◆ GOAL OF THE EXERCISE:
Count the lines in the material below that contain the word "every". Reply with the number alone.

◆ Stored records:
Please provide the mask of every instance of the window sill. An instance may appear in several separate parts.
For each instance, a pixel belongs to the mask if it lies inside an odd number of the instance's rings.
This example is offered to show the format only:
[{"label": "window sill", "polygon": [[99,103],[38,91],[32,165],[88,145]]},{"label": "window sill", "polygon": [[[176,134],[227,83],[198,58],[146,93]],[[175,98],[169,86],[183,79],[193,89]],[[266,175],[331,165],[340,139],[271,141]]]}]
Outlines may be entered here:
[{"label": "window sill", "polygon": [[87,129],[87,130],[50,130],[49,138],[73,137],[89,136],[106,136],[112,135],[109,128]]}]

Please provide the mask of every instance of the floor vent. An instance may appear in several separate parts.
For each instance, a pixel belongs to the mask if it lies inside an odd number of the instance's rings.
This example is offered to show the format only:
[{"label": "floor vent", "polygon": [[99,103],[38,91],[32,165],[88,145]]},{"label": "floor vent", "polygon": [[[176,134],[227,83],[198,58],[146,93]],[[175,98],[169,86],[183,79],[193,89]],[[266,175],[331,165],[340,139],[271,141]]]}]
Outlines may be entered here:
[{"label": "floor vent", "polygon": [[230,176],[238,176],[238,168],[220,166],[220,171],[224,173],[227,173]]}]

--

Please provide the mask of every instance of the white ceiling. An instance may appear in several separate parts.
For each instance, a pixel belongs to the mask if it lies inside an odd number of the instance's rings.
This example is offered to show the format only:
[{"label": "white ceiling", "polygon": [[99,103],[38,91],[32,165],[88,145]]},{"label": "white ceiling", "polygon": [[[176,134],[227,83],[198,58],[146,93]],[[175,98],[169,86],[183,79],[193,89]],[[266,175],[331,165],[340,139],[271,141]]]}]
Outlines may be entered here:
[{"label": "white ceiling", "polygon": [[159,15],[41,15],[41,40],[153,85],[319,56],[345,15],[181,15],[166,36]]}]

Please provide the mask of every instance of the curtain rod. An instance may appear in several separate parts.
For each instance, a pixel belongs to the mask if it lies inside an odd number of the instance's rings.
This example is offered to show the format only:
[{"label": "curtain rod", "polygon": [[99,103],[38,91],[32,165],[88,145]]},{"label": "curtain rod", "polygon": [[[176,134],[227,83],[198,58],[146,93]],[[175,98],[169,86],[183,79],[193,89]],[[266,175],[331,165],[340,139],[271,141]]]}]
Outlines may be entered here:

◆ SOLUTION TO THE PROBLEM:
4